Reproduce verbatim the final portion of the material below, from the line containing "Shelf-audit tagging: put a marker on every instance of the black" through its last line, and nothing else.

* Begin Data entries *

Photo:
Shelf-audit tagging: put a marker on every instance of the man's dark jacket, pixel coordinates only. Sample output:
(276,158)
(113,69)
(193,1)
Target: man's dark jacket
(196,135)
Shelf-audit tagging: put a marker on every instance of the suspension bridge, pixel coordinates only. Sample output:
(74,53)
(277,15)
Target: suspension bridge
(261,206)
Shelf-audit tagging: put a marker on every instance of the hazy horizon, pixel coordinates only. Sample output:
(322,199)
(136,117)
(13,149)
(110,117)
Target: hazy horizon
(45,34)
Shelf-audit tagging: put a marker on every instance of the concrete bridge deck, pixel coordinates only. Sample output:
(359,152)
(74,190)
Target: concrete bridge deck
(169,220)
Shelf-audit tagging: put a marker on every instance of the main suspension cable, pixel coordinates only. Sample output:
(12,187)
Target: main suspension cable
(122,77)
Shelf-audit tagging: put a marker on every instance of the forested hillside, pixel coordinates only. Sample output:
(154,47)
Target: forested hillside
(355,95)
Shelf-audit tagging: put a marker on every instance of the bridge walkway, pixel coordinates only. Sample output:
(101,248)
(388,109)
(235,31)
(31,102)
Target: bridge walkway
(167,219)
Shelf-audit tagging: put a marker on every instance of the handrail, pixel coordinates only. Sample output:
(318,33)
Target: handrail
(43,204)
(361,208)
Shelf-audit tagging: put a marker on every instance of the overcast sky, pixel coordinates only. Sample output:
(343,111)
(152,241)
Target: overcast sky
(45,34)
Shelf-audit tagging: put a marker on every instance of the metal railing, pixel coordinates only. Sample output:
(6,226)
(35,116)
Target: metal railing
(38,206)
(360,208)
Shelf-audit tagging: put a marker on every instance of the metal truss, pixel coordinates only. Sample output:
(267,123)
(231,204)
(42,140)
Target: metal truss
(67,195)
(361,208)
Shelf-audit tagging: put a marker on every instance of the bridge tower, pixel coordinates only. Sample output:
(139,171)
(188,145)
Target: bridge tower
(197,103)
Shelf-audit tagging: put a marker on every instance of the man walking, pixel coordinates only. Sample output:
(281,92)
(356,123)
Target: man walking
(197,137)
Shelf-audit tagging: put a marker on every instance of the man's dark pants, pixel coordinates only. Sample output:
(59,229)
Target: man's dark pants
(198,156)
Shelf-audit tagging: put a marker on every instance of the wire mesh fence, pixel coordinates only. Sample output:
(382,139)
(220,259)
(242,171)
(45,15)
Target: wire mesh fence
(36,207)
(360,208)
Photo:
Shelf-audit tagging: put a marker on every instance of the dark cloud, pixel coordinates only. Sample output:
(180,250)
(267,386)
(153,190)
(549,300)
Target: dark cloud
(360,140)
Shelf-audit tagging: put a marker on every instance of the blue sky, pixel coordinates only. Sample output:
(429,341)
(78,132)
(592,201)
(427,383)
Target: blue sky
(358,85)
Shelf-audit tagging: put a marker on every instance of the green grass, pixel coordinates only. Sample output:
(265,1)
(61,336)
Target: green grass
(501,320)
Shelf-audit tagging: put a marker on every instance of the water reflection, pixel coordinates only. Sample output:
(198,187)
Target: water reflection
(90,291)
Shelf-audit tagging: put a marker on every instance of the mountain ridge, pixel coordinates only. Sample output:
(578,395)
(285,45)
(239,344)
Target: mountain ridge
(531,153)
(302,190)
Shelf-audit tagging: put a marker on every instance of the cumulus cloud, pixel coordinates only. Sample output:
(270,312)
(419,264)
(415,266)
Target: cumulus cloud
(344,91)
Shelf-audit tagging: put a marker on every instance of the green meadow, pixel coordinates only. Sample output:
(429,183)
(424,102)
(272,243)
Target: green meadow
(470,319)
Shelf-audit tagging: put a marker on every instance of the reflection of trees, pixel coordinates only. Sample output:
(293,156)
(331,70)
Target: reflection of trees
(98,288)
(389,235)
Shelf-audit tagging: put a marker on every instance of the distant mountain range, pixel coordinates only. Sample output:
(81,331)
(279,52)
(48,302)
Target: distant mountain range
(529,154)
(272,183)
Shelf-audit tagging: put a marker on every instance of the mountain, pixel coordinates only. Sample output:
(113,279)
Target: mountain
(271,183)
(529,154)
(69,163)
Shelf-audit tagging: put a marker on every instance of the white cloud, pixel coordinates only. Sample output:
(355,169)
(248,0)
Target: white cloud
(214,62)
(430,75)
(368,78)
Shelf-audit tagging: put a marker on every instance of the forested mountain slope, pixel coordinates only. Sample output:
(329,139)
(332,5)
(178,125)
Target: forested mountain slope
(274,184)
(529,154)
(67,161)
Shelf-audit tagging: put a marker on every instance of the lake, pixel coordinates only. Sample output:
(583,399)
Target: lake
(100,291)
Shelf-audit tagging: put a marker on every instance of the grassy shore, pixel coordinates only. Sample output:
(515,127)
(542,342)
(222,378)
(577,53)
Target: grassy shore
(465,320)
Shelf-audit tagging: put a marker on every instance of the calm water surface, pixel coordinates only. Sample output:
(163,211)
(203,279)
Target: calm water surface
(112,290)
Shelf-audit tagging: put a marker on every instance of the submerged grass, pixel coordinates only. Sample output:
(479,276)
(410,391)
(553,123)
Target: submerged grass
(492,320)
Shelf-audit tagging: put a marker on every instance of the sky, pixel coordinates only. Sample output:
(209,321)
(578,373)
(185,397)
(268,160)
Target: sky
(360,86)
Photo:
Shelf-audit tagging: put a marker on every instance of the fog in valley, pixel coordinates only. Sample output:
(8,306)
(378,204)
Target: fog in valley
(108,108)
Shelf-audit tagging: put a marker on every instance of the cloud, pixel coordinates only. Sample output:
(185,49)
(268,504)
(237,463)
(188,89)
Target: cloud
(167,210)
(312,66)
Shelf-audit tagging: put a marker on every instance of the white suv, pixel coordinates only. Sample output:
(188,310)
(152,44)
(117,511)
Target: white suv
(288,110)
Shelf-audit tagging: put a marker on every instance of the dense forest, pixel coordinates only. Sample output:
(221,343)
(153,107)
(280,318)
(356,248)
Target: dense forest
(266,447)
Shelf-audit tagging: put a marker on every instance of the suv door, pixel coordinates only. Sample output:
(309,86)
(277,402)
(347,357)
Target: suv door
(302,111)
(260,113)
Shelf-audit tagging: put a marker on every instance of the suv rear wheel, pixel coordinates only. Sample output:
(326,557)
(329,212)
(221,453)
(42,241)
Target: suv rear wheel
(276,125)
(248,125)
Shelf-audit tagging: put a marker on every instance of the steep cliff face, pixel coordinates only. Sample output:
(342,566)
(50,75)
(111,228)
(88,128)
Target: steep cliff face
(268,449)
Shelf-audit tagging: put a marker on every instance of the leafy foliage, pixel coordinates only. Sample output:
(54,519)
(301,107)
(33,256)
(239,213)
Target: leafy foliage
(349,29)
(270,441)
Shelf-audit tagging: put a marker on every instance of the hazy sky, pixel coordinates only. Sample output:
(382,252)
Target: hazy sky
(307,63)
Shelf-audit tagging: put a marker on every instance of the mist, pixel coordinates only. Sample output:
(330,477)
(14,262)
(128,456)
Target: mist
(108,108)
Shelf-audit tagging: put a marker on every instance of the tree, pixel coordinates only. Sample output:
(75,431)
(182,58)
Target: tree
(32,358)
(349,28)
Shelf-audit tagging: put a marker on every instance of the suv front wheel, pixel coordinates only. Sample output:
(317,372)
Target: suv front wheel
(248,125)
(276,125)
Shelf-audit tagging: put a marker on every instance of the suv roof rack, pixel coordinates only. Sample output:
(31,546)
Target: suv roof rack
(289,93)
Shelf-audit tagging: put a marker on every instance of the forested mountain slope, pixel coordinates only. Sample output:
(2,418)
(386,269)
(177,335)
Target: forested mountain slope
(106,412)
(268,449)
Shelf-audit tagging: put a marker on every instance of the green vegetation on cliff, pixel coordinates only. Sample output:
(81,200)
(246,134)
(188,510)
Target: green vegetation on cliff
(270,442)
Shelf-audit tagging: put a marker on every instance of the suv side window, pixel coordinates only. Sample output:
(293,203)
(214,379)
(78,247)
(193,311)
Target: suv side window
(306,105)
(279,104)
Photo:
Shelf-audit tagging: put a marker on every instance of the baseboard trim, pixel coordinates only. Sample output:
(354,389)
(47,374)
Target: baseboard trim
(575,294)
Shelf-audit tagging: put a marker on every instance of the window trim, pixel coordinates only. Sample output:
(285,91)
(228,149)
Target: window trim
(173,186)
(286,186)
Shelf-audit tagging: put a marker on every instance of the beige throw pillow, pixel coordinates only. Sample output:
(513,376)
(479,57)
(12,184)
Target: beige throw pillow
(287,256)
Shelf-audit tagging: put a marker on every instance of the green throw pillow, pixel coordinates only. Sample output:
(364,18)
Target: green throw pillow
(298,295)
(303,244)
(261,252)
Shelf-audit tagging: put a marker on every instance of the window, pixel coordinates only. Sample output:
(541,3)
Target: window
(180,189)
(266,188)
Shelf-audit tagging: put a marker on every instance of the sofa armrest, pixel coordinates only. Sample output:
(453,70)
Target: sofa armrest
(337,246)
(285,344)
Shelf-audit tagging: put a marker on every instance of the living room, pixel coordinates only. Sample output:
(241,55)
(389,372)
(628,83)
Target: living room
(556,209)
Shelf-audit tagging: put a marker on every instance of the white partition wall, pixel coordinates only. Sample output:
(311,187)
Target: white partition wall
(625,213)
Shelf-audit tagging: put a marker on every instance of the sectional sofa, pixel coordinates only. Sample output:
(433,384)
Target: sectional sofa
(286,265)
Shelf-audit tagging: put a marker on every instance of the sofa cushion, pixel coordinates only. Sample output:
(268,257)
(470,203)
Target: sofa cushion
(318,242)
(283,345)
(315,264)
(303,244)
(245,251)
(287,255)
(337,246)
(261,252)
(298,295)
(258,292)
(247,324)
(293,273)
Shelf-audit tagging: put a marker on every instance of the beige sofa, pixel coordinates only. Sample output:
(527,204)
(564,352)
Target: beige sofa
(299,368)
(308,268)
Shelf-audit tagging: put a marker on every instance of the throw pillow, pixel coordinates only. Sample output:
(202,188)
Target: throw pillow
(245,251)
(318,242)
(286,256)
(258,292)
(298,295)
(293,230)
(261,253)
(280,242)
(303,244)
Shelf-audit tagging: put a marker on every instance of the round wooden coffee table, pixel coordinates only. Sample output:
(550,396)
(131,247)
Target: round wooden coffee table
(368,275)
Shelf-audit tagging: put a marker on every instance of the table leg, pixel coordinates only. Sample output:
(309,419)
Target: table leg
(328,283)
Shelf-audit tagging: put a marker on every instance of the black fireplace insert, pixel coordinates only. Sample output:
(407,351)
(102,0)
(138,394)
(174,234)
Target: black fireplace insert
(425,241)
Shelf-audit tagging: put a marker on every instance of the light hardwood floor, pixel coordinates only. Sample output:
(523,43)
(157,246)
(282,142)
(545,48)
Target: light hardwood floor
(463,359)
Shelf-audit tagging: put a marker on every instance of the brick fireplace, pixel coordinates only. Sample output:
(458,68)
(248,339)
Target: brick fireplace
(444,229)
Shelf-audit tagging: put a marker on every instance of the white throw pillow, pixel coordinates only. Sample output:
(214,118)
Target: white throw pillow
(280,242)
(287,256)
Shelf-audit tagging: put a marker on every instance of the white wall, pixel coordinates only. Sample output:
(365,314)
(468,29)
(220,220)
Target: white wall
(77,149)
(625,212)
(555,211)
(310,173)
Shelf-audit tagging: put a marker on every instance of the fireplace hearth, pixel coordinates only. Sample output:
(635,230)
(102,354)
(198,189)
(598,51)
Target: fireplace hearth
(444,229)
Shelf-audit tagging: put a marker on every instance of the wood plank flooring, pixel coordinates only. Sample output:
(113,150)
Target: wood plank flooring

* End Data entries *

§ **Complete answer**:
Shelf-audit tagging: put a marker on every instance of the black fireplace insert, pixel coordinates only. Sample output:
(407,351)
(102,0)
(138,394)
(174,234)
Target: black fireplace insert
(425,241)
Shelf-audit tagging: put a marker on every instance of the light hardwood floor, pixel coordinates only. Sample output:
(523,43)
(157,246)
(282,142)
(545,48)
Target: light hardwood floor
(463,359)
Shelf-audit tagging: put a marker on every instance of the brick fireplace, pixel coordinates only. Sample output:
(458,68)
(248,339)
Target: brick fireplace
(444,229)
Shelf-audit tagging: put a marker on every instance of the white throw pillow, pixel coordinates only. Sample output:
(214,118)
Target: white throw pillow
(280,242)
(287,256)
Shelf-audit tagging: put a marker on every instance of the white wall, pixel coordinates only. Sample output:
(365,314)
(468,29)
(220,220)
Target: white wall
(77,149)
(625,212)
(555,211)
(310,173)
Shelf-audit tagging: put a marker on every instance of the fireplace hearth, pixel coordinates only. Sample output:
(635,230)
(102,354)
(198,189)
(598,51)
Target: fireplace hearth
(444,229)
Shelf-audit tagging: put a marker on every instance of the wood plank flooring, pixel coordinates only. Sample output:
(113,150)
Target: wood plank flooring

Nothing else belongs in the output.